CONSIGNES
Pouvez-vous extraire mot pour mot le passage de l'article ci-dessous sur le livre-interview du cardinal Müller, entre « Le 29 mars 2016, le » et « la maison d’édition. », bornes incluses ?

TEXTE RETENU
══════

Le 29 mars 2016, le journaliste italien Sandro Magister, spécialiste des questions portant sur la religion catholique, rapportait sur son site internet Chiesa la sortie d’un livre-interview avec le cardinal allemand Gerhard Müller, préfet de la Congrégation pour la Doctrine de la Foi, dans lequel le cardinal exprime clairement l’enseignement de l’Église catholique sur les questions d’actualité :
«Ce livre a été publié ces jours derniers en Espagne, aux éditions de la Biblioteca de Autores Cristianos – Informe sobre la esperanza. Diálogo con el cardenal Gerhard Ludwig Müller, BAC, Madrid, 2016 – et il sera bientôt disponible également en italien, en anglais, en français et en allemand. Le cardinal y est interviewé par Carlos Granados, directeur général de la maison d’édition.

══════

EXTRAIT DE DONNÉES

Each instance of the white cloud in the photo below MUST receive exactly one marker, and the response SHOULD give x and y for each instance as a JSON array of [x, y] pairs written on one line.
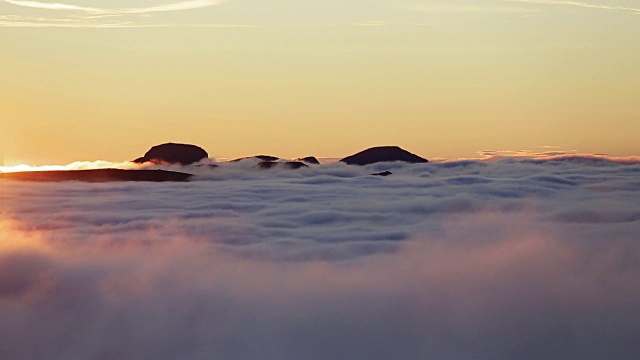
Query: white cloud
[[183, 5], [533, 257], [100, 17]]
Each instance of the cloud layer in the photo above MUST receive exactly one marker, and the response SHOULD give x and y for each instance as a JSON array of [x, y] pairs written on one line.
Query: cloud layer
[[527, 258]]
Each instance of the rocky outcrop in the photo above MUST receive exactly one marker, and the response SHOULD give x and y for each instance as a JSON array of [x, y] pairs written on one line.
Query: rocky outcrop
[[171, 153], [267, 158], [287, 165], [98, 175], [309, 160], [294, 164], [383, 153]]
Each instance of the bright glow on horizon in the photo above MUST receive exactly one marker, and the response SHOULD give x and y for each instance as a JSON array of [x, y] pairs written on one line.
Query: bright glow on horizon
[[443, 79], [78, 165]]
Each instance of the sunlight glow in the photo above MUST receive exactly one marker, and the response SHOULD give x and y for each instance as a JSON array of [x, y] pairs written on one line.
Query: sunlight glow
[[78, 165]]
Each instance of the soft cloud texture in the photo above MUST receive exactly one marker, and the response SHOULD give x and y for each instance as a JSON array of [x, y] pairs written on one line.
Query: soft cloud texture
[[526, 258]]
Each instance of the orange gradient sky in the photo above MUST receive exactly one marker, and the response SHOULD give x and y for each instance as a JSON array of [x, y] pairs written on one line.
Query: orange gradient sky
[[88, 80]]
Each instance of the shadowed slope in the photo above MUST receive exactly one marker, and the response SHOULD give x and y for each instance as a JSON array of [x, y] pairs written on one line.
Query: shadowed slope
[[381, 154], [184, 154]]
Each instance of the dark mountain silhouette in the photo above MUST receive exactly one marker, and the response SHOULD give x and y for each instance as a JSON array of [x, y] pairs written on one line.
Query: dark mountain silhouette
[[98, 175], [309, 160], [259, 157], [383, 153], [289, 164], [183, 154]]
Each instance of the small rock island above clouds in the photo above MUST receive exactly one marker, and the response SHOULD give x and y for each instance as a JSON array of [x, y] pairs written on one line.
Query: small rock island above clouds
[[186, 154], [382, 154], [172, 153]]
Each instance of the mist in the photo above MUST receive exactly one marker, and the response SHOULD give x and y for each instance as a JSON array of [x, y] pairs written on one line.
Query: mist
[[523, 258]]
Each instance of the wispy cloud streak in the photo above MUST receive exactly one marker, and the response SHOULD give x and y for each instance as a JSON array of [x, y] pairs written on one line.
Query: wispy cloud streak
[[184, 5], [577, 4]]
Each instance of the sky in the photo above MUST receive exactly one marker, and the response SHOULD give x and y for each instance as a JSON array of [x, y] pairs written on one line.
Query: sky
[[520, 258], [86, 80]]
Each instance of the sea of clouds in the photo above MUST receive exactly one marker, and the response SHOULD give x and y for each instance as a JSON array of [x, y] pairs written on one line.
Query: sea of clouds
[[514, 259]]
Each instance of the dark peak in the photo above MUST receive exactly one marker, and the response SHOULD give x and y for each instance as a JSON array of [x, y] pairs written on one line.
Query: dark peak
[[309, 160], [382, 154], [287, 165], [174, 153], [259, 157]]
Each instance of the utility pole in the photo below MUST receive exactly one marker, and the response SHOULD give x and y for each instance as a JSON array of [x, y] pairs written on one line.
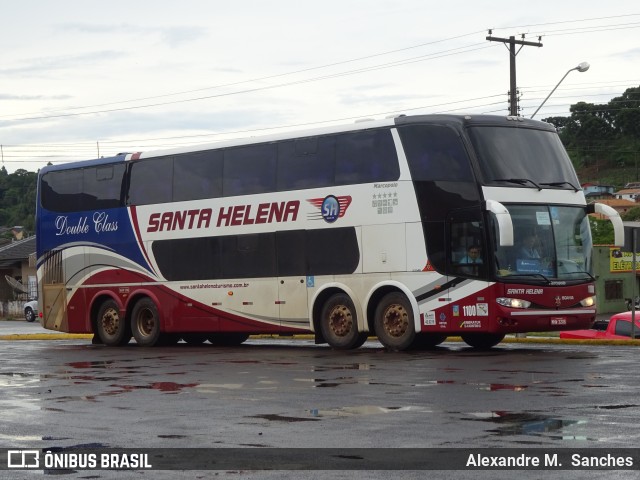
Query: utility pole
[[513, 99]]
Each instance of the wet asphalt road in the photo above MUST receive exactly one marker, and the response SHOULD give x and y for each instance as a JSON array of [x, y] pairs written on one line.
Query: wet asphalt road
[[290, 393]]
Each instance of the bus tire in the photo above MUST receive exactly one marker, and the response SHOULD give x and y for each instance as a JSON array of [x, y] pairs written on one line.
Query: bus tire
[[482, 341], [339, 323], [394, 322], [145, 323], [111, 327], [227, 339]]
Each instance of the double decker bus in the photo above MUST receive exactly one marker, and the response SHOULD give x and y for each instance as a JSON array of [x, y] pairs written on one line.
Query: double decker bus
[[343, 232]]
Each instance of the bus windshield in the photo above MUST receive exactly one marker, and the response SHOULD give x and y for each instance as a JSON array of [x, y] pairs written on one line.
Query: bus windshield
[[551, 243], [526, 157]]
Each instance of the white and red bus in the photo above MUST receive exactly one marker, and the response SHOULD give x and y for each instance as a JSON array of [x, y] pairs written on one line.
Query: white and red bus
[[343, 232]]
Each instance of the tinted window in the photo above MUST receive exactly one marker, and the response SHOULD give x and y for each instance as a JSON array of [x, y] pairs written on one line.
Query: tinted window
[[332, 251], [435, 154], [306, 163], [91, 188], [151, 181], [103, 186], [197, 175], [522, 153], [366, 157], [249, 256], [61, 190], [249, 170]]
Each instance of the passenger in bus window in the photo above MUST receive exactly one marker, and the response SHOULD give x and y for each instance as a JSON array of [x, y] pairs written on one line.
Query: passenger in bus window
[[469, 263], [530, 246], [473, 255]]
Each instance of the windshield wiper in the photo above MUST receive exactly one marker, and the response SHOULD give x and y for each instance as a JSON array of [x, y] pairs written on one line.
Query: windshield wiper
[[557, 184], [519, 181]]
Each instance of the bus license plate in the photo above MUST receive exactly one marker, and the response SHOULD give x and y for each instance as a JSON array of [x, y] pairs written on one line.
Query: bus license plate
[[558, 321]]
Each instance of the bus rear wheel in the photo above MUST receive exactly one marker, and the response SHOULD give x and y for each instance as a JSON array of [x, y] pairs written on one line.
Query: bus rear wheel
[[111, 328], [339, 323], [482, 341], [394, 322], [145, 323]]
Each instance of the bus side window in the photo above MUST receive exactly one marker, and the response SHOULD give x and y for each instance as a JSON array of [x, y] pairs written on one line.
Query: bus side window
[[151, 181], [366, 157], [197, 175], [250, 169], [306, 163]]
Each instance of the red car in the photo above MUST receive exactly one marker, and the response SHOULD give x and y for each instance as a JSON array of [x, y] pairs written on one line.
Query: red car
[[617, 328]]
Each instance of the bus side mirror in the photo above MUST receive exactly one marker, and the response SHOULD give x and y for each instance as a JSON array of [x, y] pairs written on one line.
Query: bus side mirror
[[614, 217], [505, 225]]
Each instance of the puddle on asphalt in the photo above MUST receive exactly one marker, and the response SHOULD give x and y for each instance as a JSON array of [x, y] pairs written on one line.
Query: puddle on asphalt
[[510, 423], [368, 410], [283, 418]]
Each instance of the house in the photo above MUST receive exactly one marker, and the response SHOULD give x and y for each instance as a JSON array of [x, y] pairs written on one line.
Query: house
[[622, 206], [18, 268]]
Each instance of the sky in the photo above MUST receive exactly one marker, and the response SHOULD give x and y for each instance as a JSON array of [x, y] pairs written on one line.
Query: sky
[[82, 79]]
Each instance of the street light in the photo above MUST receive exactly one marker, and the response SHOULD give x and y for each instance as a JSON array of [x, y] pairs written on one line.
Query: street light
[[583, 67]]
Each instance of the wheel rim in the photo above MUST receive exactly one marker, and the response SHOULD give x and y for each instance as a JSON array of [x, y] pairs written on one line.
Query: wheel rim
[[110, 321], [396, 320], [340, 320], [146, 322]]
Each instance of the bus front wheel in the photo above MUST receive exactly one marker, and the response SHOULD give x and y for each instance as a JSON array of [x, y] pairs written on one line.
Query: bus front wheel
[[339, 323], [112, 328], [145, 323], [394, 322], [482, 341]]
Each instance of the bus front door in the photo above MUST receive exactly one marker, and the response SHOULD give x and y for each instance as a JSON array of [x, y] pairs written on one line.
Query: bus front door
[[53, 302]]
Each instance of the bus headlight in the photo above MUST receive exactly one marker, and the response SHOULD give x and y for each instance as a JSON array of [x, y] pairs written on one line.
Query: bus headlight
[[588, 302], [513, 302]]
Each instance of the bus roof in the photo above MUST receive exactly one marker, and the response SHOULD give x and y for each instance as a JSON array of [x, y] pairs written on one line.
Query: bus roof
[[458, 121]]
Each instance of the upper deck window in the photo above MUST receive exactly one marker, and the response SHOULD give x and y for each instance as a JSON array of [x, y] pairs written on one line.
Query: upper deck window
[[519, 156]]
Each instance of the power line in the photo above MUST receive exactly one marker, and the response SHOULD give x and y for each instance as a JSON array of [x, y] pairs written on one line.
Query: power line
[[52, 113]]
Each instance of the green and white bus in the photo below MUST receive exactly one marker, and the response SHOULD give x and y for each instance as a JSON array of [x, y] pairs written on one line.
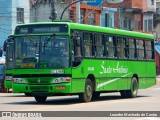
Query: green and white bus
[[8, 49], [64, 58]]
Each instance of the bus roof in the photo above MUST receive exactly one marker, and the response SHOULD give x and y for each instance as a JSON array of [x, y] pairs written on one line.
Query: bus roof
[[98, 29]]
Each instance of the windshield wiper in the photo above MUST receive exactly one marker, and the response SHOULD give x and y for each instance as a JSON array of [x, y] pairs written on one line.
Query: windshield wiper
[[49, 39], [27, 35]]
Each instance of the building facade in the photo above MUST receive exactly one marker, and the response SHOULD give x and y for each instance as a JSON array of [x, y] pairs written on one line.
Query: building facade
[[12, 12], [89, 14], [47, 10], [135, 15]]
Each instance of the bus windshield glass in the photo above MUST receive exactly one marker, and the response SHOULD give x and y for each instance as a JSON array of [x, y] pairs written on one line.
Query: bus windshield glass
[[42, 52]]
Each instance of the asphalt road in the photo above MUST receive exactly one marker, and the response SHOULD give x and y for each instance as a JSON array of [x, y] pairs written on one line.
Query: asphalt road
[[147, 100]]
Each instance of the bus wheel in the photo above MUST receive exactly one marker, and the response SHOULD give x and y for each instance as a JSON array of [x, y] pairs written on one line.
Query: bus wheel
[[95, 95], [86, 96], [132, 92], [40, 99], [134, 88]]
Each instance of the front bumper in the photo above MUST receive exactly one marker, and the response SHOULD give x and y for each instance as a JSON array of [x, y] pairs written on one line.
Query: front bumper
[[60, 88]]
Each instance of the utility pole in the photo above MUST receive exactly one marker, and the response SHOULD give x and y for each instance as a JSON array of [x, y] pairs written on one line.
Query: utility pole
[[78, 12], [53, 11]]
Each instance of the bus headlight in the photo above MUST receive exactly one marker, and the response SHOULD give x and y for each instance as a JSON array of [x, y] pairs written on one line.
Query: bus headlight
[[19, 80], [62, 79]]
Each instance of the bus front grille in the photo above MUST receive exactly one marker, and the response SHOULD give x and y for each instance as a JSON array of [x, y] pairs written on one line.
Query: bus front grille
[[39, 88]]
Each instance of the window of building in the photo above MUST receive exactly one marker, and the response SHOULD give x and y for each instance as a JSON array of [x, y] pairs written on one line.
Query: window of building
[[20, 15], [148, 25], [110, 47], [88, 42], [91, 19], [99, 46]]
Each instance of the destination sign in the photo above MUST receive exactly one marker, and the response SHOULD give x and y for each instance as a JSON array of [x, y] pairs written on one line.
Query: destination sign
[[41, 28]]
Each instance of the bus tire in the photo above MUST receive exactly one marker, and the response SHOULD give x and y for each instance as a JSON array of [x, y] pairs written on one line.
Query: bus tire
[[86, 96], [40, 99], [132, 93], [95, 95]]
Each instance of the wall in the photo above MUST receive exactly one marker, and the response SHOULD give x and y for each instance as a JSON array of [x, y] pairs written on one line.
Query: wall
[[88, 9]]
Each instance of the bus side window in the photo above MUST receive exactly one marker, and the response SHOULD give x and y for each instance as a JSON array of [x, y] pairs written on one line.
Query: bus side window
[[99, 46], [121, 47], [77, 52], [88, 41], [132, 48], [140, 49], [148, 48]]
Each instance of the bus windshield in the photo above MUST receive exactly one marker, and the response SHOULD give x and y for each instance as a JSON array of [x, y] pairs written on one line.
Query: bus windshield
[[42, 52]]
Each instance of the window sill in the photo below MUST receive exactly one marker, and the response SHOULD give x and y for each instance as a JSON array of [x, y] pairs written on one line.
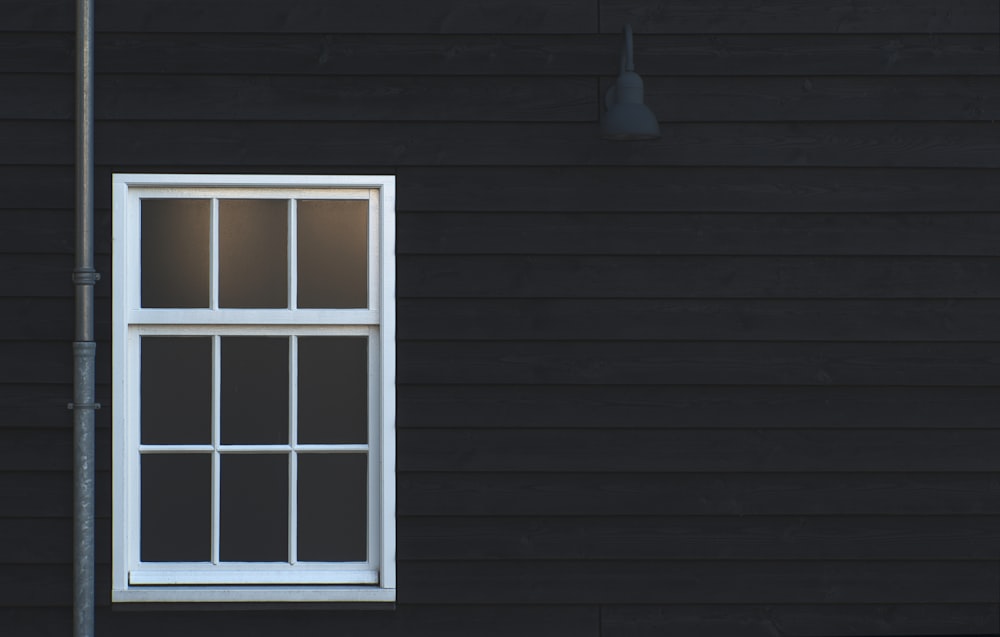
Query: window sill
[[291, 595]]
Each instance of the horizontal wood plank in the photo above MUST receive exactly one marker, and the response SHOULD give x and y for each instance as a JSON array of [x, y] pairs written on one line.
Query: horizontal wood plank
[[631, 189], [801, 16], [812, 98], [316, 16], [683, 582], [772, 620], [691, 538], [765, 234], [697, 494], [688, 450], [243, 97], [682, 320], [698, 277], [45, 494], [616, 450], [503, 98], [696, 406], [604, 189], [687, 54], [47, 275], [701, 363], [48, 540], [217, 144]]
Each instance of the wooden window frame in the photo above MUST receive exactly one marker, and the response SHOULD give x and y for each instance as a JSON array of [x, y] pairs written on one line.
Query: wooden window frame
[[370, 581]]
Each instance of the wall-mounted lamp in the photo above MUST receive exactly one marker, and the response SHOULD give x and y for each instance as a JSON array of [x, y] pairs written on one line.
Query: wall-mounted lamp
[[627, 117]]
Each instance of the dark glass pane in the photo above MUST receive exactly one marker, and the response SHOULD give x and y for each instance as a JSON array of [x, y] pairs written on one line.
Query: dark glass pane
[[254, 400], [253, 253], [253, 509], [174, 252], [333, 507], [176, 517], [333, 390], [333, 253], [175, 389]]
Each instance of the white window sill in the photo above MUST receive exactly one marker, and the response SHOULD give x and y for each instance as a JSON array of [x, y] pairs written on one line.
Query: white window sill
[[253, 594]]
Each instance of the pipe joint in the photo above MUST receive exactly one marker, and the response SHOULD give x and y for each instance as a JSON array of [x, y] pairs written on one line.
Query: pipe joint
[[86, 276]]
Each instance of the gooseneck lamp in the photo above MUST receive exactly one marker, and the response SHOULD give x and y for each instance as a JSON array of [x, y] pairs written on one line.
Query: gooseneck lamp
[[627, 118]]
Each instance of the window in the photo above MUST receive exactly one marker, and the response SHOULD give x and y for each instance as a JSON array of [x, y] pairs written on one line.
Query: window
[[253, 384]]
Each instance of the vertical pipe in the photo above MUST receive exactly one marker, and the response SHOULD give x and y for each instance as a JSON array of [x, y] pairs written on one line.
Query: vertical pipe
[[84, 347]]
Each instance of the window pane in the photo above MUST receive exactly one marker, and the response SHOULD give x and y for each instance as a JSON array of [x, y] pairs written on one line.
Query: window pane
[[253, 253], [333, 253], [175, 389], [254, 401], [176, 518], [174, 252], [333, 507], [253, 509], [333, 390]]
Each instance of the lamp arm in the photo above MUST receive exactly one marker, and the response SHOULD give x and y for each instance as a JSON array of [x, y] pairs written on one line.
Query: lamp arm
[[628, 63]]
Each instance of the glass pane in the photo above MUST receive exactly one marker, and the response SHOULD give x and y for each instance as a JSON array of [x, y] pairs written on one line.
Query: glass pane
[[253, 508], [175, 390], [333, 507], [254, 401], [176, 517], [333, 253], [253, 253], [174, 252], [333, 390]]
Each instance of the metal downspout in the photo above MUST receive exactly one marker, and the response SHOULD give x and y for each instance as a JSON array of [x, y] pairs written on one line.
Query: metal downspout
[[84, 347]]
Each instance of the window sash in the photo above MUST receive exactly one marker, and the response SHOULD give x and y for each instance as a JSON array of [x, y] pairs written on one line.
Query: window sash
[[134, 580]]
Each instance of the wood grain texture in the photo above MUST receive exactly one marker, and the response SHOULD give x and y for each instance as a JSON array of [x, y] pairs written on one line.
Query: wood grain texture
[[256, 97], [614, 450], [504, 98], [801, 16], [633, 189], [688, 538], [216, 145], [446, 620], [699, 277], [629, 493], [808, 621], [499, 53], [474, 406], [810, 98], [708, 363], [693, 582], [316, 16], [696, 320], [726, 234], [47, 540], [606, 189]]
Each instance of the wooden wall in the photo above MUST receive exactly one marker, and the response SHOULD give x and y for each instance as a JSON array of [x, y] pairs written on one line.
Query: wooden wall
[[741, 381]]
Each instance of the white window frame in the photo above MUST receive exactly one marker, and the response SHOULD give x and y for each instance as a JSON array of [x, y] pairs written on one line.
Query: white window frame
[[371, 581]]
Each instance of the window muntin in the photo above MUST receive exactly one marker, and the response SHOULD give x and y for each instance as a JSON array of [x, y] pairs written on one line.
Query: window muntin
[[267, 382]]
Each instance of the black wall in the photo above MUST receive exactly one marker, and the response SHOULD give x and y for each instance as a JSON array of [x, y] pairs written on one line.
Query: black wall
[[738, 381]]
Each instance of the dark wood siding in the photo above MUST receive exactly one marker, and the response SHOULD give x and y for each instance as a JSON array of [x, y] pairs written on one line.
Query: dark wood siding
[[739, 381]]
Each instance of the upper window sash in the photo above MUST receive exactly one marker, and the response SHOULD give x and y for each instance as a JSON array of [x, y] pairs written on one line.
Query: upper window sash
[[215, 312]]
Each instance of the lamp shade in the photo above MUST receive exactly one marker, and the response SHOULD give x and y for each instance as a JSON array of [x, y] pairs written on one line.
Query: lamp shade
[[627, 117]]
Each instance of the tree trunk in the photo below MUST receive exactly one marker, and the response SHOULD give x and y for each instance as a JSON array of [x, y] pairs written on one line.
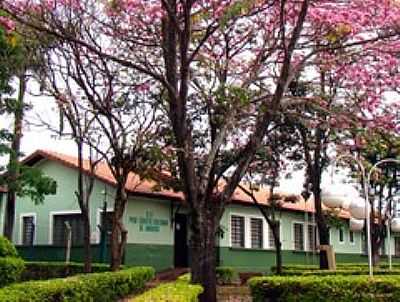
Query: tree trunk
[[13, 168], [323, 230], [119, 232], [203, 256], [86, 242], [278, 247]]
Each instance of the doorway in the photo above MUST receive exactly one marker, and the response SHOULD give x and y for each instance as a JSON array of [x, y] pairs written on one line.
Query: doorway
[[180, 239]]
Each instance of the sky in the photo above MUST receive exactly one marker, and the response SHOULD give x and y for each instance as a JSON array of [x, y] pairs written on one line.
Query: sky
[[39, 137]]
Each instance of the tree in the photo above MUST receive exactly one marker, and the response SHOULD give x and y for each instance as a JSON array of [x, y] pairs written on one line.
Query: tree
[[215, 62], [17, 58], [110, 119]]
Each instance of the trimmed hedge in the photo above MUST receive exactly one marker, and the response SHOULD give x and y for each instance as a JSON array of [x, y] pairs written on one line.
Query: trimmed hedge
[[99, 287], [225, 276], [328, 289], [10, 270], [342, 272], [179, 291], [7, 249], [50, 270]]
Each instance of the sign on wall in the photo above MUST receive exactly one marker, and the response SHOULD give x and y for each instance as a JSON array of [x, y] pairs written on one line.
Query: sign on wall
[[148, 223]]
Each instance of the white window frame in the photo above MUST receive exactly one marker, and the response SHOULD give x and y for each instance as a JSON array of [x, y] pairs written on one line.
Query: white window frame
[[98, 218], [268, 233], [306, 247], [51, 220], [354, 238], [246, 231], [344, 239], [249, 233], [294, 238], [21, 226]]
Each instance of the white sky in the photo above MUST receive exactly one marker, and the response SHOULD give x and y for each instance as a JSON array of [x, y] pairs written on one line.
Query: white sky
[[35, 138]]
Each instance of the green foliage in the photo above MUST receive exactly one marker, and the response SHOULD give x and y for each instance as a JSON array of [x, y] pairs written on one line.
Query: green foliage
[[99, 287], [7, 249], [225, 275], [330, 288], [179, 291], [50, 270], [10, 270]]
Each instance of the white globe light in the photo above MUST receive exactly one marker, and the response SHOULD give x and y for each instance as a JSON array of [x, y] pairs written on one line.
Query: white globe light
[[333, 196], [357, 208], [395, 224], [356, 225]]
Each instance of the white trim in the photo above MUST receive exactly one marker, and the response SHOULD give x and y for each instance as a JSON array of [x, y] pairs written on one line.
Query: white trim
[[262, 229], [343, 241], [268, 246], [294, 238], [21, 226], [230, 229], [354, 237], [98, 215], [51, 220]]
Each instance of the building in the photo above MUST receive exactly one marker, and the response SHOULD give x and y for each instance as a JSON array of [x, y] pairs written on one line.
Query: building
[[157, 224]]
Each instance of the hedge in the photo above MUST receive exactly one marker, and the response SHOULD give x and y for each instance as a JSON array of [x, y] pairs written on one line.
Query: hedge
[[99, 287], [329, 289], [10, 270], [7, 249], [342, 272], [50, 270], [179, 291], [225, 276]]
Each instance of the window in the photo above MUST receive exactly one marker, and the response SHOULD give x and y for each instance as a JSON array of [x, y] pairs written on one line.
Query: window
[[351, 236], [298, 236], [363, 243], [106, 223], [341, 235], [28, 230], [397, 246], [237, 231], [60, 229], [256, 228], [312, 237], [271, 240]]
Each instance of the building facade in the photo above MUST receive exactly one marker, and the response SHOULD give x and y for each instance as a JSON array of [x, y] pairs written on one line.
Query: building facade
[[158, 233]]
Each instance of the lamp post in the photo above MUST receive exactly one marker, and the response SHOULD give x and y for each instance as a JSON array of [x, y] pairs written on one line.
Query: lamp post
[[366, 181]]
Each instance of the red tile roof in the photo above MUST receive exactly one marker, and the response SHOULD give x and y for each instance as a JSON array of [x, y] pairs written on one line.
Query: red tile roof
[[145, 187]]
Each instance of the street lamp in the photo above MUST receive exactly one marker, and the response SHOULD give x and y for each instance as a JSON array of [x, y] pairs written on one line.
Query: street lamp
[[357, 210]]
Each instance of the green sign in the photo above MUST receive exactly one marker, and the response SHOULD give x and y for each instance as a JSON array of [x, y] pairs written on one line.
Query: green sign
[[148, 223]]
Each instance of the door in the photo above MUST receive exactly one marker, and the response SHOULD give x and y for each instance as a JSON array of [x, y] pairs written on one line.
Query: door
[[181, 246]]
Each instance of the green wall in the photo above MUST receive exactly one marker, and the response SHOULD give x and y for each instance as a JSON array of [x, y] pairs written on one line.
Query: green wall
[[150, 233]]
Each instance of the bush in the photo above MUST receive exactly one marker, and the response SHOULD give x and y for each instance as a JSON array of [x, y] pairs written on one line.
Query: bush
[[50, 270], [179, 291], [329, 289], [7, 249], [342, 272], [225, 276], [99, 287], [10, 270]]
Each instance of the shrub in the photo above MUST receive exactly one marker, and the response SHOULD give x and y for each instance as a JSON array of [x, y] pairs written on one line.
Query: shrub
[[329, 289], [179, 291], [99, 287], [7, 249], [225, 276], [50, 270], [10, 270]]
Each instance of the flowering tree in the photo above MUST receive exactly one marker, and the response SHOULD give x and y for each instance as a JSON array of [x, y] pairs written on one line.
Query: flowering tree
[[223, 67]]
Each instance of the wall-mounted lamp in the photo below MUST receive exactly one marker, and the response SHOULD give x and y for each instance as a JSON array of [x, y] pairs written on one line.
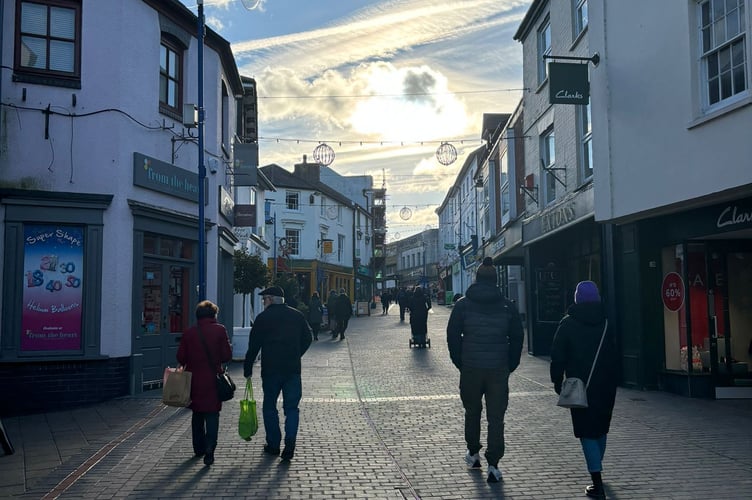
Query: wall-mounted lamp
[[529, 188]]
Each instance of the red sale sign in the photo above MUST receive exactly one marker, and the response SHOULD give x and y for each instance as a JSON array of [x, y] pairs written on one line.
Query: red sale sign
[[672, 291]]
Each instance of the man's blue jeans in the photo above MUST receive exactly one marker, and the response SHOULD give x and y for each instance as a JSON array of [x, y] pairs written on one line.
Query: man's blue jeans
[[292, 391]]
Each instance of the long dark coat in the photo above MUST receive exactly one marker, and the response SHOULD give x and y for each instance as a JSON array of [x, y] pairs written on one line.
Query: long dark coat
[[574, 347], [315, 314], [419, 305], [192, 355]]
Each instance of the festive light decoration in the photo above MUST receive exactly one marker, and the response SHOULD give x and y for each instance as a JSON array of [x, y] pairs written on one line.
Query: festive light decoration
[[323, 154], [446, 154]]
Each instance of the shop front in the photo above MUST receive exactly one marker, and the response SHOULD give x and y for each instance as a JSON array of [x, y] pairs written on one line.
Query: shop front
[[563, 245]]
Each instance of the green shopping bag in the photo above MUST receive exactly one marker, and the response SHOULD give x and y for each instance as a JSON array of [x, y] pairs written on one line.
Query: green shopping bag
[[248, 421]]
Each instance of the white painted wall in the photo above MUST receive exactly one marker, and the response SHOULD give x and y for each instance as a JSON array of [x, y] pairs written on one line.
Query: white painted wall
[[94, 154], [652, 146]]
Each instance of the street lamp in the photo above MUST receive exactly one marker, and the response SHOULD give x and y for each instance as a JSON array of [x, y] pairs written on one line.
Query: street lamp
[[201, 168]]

══════

EXERCICE CORRIGÉ
Le 29 mars 2016, le journaliste italien Sandro Magister, spécialiste des questions portant sur la religion catholique, rapportait sur son site internet Chiesa la sortie d’un livre-interview avec le cardinal allemand Gerhard Müller, préfet de la Congrégation pour la Doctrine de la Foi, dans lequel le cardinal exprime clairement l’enseignement de l’Église catholique sur les questions d’actualité :
«Ce livre a été publié ces jours derniers en Espagne, aux éditions de la Biblioteca de Autores Cristianos – Informe sobre la esperanza. Diálogo con el cardenal Gerhard Ludwig Müller, BAC, Madrid, 2016 – et il sera bientôt disponible également en italien, en anglais, en français et en allemand. Le cardinal y est interviewé par Carlos Granados, directeur général de la maison d’édition.